__Exercise instructions__: List each line of the listing below that contains the word "hair".

__Data shown__:

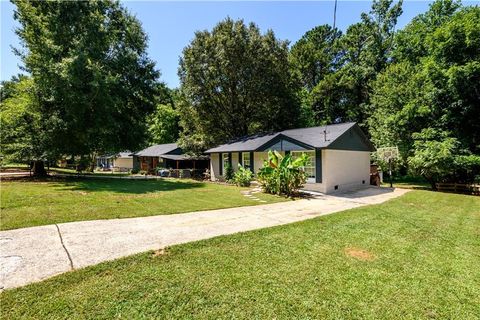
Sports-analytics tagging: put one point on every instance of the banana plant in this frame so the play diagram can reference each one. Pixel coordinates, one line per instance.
(283, 174)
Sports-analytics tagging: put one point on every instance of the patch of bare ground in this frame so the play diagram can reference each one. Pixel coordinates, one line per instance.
(359, 254)
(160, 252)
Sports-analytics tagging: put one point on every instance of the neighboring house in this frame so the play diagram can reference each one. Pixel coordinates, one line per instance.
(122, 161)
(339, 154)
(169, 156)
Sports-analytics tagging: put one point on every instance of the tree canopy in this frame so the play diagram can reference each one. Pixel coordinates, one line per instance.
(235, 81)
(92, 78)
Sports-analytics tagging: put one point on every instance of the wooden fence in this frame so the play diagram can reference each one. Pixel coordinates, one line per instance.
(459, 188)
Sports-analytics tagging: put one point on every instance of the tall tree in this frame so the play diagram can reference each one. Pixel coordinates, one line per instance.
(337, 70)
(235, 81)
(22, 137)
(163, 123)
(91, 73)
(432, 90)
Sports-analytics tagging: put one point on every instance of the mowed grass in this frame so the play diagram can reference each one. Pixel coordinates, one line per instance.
(26, 204)
(414, 257)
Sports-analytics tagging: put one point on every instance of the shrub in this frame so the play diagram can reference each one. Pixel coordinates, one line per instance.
(283, 174)
(242, 177)
(228, 173)
(438, 158)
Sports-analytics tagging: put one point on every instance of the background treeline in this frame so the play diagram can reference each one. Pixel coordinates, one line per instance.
(96, 91)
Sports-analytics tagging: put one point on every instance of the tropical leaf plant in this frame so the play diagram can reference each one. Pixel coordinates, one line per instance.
(283, 175)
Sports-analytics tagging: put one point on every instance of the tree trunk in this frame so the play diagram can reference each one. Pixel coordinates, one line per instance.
(38, 168)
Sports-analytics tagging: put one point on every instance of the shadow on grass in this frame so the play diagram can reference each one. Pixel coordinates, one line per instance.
(132, 186)
(129, 186)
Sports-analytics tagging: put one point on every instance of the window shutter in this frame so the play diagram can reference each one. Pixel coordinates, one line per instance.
(252, 163)
(220, 163)
(318, 165)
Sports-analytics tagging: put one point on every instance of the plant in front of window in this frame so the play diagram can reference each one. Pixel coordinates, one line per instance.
(283, 174)
(243, 177)
(228, 172)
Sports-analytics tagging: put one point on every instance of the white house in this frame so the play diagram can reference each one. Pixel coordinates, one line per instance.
(339, 154)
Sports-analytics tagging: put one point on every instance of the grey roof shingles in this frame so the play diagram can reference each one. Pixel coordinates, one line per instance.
(314, 137)
(157, 150)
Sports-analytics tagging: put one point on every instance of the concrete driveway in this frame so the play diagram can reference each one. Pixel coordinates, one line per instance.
(33, 254)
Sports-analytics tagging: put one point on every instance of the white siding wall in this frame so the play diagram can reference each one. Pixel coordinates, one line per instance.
(347, 169)
(319, 187)
(124, 163)
(258, 158)
(214, 167)
(235, 161)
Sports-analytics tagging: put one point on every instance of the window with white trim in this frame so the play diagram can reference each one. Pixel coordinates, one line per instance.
(310, 167)
(246, 160)
(225, 161)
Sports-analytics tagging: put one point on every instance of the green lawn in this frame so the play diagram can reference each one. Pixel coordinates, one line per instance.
(414, 257)
(86, 173)
(25, 204)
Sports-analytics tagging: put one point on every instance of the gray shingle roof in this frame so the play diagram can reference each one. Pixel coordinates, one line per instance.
(157, 150)
(314, 137)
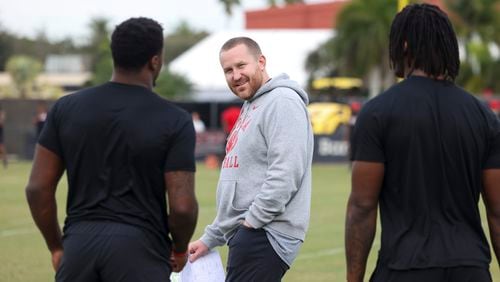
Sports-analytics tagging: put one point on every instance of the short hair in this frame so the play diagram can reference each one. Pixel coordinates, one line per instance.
(431, 42)
(135, 41)
(252, 46)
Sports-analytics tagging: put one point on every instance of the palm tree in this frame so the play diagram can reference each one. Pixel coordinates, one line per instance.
(23, 71)
(229, 4)
(478, 25)
(360, 46)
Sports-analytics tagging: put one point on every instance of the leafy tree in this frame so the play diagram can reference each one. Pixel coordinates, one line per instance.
(478, 25)
(173, 86)
(229, 4)
(101, 63)
(360, 45)
(103, 68)
(181, 39)
(23, 71)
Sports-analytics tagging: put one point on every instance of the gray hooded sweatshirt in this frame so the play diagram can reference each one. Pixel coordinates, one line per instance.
(265, 177)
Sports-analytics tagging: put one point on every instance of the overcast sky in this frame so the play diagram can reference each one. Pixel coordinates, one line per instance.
(71, 18)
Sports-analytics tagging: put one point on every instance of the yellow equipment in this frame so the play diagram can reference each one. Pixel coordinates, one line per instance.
(327, 117)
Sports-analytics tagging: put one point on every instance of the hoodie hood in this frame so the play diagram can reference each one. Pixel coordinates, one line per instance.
(281, 80)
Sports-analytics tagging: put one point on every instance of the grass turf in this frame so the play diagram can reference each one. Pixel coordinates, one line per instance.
(24, 257)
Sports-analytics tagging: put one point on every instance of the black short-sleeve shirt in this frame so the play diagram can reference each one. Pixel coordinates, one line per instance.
(116, 142)
(434, 140)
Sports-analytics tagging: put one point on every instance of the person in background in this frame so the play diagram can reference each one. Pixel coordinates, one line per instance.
(40, 117)
(198, 124)
(123, 149)
(424, 152)
(264, 190)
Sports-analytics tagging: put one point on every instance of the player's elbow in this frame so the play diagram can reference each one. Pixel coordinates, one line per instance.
(362, 205)
(187, 210)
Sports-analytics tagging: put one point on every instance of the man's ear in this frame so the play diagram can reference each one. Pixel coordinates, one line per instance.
(262, 62)
(155, 63)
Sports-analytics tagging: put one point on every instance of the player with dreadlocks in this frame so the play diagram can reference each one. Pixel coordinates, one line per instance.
(424, 151)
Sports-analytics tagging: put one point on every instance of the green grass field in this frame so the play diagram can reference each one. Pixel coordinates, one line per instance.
(24, 257)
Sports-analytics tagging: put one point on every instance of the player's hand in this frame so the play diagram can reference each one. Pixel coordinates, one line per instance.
(196, 250)
(56, 258)
(178, 261)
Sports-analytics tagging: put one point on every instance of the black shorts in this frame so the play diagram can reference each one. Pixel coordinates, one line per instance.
(108, 251)
(252, 258)
(437, 274)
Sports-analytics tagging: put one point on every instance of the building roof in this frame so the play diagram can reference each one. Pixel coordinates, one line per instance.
(298, 15)
(286, 51)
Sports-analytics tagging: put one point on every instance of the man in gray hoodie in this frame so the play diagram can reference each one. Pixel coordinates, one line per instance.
(264, 190)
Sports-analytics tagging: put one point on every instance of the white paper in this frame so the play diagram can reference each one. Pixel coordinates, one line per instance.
(205, 269)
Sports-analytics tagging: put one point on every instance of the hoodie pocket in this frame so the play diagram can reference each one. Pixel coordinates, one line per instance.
(231, 199)
(241, 201)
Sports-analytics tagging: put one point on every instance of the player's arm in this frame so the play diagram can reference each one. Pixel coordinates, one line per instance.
(491, 198)
(40, 193)
(183, 213)
(183, 207)
(361, 216)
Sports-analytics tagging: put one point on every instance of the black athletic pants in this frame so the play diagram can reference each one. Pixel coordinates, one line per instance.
(107, 251)
(438, 274)
(252, 258)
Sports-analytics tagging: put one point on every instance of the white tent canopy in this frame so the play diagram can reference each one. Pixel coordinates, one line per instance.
(286, 51)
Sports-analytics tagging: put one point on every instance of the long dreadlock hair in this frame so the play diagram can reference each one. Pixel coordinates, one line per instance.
(422, 37)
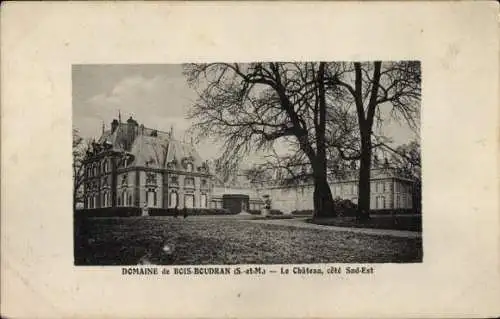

__Reply to the task__:
Sports-analytics tagging: put one point on every instance of the short hair in this frame so the play diagram can reference each one. Pixel coordinates, one line per instance.
Sports-analytics tagging: put one point on every instance of the long dreadlock hair in this frame so the play diagram can reference each one. Pixel coordinates, one line per instance.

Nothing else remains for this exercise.